Document
>>>>>
FAIT DU JOUR Sébastien Ferra, directeur des territoires et de la mer : "Ce n'est pas la DDTM qui crée le risque de chute de blocs"
Il y en avait un pour les feux de forêt, un autre pour les ruisselements et, depuis septembre, la direction départementale des territoires de la mer (DDTM) a présenté un porter à connaissance "Chute de blocs". De quoi restreindre un peu plus les espaces possibles de développement des communes cévenoles, les plus concernées par cette nouvelle carte, qui englobe aussi des communes importantes comme Nîmes. À la contrainte vécue par les maires, le directeur de la DDTM du Gard, Sébastien Ferra, répond pédagogie et accompagnement. Entretien.
Objectif Gard : Vous avez présenté le 23 septembre, à Anduze, un nouveau porter à connaissance (PAC) "chute de blocs" aux 27 communes gardoises les plus concernées par cette nouvelle carte (*). Quelles informations et quelles contraintes contient-il ?
Sébastien Ferra : C'est une démarche qu'on a initiée en 2019, en même temps que le département de l'Hérault, suite à deux accidents mortels, le dernier étant un décès à Cazilhac, à cause d'un éboulement rocheux. La Drôme en a aussi connu un en 2022. Étant donné qu'on est sur un département avec un attrait touristique et une urbanisation qui se fait parfois en fonction d'autres risques, il fallait ajouter la problématique "chute de blocs". On a demandé au BRGM (bureau de recherches géologiques et minières) de nous faire une étude, conjointe avec l'Hérault, de manière géologique et morphologique, pour déterminer à la fois les zones de départ des blocs, leur taille potentielle et, finalement, la cinétique de ces blocs. À partir de ces éléments, on a déterminé des aléas et produit une carte, comme on l'a fait pour les feux de forêt et le ruissellement : aléas forts, modérés et faibles. Puis, on a regardé quelle était la proportion de la surface de la commune qui était impactée par un aléa. Et, pour aller encore plus loin, quelles sont les communes pour lesquelles les zones, dans les documents d'urbanisme, sont à urbaniser ou urbanisées et soumises à l'aléa. Parce qu'on peut avoir une commune impactée à 30% par les chutes de bloc, mais sur une zone sans enjeu. Finalement, on est donc allés voir les 27 communes les plus concernées (*), celles pour lesquelles il y avait ce croisement entre possibilités d'urbanisation, urbanisation existante et l'aléa chute de blocs.
<<<<<
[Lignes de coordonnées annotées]
>>>>>
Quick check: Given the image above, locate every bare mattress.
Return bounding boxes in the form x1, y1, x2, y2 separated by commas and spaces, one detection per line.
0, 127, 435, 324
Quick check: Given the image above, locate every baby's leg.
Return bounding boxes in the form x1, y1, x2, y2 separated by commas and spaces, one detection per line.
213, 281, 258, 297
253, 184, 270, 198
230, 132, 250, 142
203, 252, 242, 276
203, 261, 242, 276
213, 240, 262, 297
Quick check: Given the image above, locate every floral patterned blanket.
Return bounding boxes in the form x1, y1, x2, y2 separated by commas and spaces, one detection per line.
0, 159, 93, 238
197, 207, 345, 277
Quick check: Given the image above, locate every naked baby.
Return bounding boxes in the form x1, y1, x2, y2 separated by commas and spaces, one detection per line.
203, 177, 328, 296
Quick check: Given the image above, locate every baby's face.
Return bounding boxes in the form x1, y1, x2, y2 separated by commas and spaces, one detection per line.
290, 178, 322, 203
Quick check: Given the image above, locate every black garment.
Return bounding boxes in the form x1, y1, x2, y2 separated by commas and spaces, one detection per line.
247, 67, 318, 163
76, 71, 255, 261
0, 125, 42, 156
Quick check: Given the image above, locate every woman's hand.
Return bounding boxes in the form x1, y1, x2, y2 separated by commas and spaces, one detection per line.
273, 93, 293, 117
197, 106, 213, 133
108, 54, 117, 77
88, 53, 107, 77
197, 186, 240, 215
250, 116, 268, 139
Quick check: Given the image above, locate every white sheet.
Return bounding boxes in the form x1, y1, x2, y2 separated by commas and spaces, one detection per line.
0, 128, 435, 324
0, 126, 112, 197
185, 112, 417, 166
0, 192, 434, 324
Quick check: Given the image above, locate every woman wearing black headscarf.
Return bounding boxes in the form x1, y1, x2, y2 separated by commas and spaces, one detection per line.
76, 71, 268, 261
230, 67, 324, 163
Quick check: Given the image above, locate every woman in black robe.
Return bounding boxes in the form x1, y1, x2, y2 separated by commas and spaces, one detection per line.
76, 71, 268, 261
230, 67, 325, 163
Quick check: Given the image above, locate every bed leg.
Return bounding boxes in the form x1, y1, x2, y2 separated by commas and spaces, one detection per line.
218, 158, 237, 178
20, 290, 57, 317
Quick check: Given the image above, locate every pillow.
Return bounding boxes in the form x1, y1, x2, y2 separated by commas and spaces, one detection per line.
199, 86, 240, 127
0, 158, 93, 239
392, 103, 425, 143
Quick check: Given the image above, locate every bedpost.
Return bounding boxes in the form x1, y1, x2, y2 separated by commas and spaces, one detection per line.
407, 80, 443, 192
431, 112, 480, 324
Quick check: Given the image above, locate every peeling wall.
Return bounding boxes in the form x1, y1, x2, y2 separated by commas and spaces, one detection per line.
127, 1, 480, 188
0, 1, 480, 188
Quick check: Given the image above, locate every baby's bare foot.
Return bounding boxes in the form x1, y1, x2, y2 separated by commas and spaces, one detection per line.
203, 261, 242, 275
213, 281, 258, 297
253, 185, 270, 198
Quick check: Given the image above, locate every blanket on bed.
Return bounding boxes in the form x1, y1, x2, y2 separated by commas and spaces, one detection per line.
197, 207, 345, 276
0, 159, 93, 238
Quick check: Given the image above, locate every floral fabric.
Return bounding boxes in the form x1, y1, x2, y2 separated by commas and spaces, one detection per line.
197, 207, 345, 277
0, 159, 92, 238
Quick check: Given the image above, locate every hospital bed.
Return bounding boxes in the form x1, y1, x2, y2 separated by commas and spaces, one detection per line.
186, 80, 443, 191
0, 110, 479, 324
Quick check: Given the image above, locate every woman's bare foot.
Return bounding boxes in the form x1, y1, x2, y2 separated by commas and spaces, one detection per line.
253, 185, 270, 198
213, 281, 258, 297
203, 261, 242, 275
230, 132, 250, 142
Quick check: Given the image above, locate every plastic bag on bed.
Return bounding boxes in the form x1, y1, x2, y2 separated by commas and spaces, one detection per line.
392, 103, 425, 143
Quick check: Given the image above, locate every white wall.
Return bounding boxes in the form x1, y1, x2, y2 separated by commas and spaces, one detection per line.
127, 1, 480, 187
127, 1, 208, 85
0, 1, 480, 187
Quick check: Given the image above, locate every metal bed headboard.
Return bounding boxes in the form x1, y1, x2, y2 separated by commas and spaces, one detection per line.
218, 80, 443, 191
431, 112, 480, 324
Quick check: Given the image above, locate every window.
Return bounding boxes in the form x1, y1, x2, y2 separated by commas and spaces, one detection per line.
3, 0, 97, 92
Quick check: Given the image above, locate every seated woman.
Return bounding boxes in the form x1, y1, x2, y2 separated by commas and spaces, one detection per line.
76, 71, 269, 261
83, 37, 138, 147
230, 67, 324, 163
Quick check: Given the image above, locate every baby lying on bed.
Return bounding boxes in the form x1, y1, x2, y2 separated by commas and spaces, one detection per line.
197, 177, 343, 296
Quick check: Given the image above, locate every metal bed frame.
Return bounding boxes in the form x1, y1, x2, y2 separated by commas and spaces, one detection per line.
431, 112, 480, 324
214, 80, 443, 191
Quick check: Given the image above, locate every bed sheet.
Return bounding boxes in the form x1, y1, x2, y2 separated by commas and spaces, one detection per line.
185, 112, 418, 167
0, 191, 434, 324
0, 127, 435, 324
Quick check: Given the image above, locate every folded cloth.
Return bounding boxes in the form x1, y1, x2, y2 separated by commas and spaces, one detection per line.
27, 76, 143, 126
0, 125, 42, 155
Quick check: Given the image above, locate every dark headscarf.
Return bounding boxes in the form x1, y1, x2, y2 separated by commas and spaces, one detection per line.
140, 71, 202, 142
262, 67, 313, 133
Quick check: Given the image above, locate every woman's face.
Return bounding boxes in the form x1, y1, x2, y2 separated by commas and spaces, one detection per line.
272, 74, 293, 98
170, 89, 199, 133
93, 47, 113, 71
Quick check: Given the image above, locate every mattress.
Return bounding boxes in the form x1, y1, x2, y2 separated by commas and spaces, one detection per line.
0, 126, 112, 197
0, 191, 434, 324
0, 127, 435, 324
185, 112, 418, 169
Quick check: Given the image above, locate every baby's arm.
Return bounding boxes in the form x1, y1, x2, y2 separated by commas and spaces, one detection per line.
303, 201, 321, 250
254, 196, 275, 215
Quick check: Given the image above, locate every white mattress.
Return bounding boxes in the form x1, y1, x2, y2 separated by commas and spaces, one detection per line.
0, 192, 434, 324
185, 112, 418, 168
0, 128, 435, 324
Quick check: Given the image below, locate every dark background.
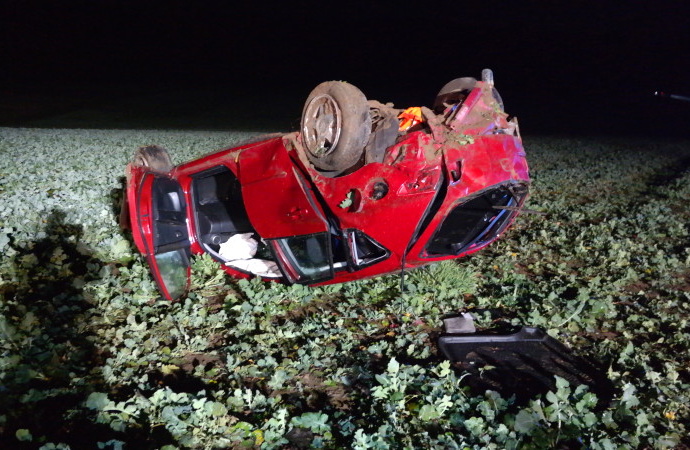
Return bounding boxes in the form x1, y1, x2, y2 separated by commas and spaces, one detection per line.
0, 0, 690, 136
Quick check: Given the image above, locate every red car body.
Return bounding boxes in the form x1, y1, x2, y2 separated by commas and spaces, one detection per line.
126, 73, 529, 299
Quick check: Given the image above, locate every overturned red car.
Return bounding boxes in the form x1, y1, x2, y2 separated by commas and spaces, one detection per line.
123, 69, 529, 299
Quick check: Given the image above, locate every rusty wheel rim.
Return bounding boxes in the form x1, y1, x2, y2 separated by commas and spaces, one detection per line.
302, 94, 342, 158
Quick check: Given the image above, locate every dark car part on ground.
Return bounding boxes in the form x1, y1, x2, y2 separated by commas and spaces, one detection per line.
438, 324, 613, 407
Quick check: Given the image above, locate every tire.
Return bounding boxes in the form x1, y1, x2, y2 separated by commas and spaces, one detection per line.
132, 145, 174, 174
300, 81, 371, 176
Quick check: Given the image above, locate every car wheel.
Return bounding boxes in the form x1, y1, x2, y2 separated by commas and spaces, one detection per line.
132, 145, 173, 173
301, 81, 371, 176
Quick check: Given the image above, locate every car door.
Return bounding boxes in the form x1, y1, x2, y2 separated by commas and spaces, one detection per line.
133, 172, 190, 300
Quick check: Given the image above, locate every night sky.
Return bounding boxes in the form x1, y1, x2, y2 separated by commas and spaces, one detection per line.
0, 0, 690, 137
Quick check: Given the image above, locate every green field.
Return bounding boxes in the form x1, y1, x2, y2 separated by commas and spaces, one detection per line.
0, 128, 690, 449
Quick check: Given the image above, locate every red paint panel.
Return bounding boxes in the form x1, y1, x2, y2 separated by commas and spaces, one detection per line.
239, 140, 327, 239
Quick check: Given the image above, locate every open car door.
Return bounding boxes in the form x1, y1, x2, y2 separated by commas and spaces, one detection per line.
130, 172, 190, 300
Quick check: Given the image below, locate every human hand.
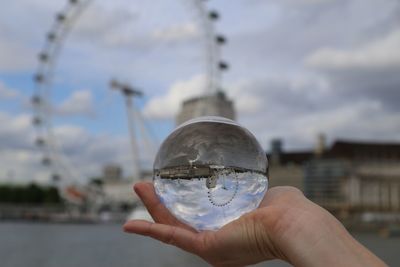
<<<<<
Tâche demandée 1
Reproduisez l'entretien sur le risque de chute de blocs dans le Gard dans son intégralité, sans rien y changer.
Tâche demandée 2
Dans les lignes, recopiez à l'identique celles situées entre la ligne contenant « Quick check: Given the image above, locate every baby's leg. » et la ligne contenant « 230, 67, 325, 163 », ces deux lignes comprises, et rien d'autre.

Résultat 1
FAIT DU JOUR Sébastien Ferra, directeur des territoires et de la mer : "Ce n'est pas la DDTM qui crée le risque de chute de blocs"
Il y en avait un pour les feux de forêt, un autre pour les ruisselements et, depuis septembre, la direction départementale des territoires de la mer (DDTM) a présenté un porter à connaissance "Chute de blocs". De quoi restreindre un peu plus les espaces possibles de développement des communes cévenoles, les plus concernées par cette nouvelle carte, qui englobe aussi des communes importantes comme Nîmes. À la contrainte vécue par les maires, le directeur de la DDTM du Gard, Sébastien Ferra, répond pédagogie et accompagnement. Entretien.
Objectif Gard : Vous avez présenté le 23 septembre, à Anduze, un nouveau porter à connaissance (PAC) "chute de blocs" aux 27 communes gardoises les plus concernées par cette nouvelle carte (*). Quelles informations et quelles contraintes contient-il ?
Sébastien Ferra : C'est une démarche qu'on a initiée en 2019, en même temps que le département de l'Hérault, suite à deux accidents mortels, le dernier étant un décès à Cazilhac, à cause d'un éboulement rocheux. La Drôme en a aussi connu un en 2022. Étant donné qu'on est sur un département avec un attrait touristique et une urbanisation qui se fait parfois en fonction d'autres risques, il fallait ajouter la problématique "chute de blocs". On a demandé au BRGM (bureau de recherches géologiques et minières) de nous faire une étude, conjointe avec l'Hérault, de manière géologique et morphologique, pour déterminer à la fois les zones de départ des blocs, leur taille potentielle et, finalement, la cinétique de ces blocs. À partir de ces éléments, on a déterminé des aléas et produit une carte, comme on l'a fait pour les feux de forêt et le ruissellement : aléas forts, modérés et faibles. Puis, on a regardé quelle était la proportion de la surface de la commune qui était impactée par un aléa. Et, pour aller encore plus loin, quelles sont les communes pour lesquelles les zones, dans les documents d'urbanisme, sont à urbaniser ou urbanisées et soumises à l'aléa. Parce qu'on peut avoir une commune impactée à 30% par les chutes de bloc, mais sur une zone sans enjeu. Finalement, on est donc allés voir les 27 communes les plus concernées (*), celles pour lesquelles il y avait ce croisement entre possibilités d'urbanisation, urbanisation existante et l'aléa chute de blocs.

Résultat 2
Quick check: Given the image above, locate every baby's leg.
Return bounding boxes in the form x1, y1, x2, y2 separated by commas and spaces, one detection per line.
213, 281, 258, 297
253, 184, 270, 198
230, 132, 250, 142
203, 252, 242, 276
203, 261, 242, 276
213, 240, 262, 297
Quick check: Given the image above, locate every floral patterned blanket.
Return bounding boxes in the form x1, y1, x2, y2 separated by commas and spaces, one detection per line.
0, 159, 93, 238
197, 207, 345, 277
Quick check: Given the image above, locate every naked baby.
Return bounding boxes in the form x1, y1, x2, y2 separated by commas and spaces, one detection per line.
203, 177, 328, 296
Quick check: Given the image above, locate every baby's face.
Return bounding boxes in the form x1, y1, x2, y2 separated by commas and spaces, one detection per line.
290, 178, 322, 203
Quick check: Given the image above, locate every black garment.
Return bounding boxes in the form x1, y1, x2, y2 separated by commas and spaces, one detection per line.
247, 67, 318, 163
76, 71, 255, 261
0, 125, 42, 156
Quick check: Given the image above, locate every woman's hand.
Return bounding boxes in the form x1, y1, x2, y2 separated by commas and spaces, one detection per line.
273, 93, 293, 117
197, 106, 213, 133
108, 54, 117, 77
88, 53, 107, 77
197, 186, 240, 215
250, 116, 268, 139
Quick check: Given the image above, locate every white sheet.
Return bounding boxes in the form x1, y1, x2, y2 separated by commas and spaces, one detection per line.
0, 128, 435, 324
0, 126, 112, 197
185, 112, 417, 166
0, 192, 434, 324
Quick check: Given the image above, locate every woman wearing black headscarf.
Return bounding boxes in the form x1, y1, x2, y2 separated by commas and spaces, one detection per line.
76, 71, 268, 261
230, 67, 324, 163
Quick check: Given the image above, locate every woman in black robe.
Return bounding boxes in the form x1, y1, x2, y2 separated by commas and spaces, one detection per line.
76, 71, 268, 261
230, 67, 325, 163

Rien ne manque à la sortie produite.